Rewrite everything from the line containing "of the monument" down to the line containing "Target: monument facade", swapping "pixel coordinate pair" for "pixel location" and leaving the rest unchanged. Give back only those lines.

→ Working data
□ □ □ □ □
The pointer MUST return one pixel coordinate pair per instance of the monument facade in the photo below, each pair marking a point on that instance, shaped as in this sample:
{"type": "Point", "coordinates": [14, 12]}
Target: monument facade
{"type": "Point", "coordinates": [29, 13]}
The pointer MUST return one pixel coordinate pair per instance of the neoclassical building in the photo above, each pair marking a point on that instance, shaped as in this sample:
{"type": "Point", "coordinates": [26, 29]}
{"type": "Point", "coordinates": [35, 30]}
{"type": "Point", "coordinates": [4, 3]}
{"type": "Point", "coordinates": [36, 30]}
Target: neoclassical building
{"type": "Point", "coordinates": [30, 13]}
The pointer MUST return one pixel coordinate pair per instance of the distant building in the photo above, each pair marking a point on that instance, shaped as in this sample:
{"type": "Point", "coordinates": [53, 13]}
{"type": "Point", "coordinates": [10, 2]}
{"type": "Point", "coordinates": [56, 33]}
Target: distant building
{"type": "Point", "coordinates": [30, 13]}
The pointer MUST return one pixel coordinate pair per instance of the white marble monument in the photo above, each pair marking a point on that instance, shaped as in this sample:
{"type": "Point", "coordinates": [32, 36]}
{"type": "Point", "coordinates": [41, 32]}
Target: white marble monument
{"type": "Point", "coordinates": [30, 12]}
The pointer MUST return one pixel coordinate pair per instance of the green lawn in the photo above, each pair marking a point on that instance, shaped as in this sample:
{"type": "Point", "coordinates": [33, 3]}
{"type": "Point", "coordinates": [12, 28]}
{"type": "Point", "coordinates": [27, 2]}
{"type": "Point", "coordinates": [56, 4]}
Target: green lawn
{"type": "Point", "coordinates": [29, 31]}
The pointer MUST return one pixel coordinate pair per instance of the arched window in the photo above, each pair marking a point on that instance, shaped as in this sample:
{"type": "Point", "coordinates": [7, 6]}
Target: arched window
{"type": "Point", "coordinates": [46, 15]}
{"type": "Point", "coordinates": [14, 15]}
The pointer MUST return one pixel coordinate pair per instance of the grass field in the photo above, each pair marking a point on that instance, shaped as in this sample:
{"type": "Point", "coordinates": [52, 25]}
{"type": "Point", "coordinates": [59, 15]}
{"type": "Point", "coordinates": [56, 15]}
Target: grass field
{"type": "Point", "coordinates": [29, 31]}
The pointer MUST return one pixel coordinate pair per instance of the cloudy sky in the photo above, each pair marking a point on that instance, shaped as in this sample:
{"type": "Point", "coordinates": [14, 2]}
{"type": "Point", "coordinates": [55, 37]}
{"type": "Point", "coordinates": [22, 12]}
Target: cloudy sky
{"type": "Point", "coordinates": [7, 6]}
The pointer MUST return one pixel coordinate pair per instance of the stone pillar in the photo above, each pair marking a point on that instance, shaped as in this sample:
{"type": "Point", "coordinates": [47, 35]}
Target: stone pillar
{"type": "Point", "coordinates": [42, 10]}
□ □ □ □ □
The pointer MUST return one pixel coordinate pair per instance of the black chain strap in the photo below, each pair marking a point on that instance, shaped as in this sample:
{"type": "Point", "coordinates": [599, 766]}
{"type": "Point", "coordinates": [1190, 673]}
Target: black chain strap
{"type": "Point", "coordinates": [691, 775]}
□ □ □ □ □
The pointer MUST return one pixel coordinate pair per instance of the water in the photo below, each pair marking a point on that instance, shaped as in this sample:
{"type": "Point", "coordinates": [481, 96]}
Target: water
□ □ □ □ □
→ Exercise response
The pointer MUST return one pixel location per instance of the monument facade in the photo below, each pair marking a point on that instance, shaped as in this sample:
{"type": "Point", "coordinates": [14, 12]}
Target: monument facade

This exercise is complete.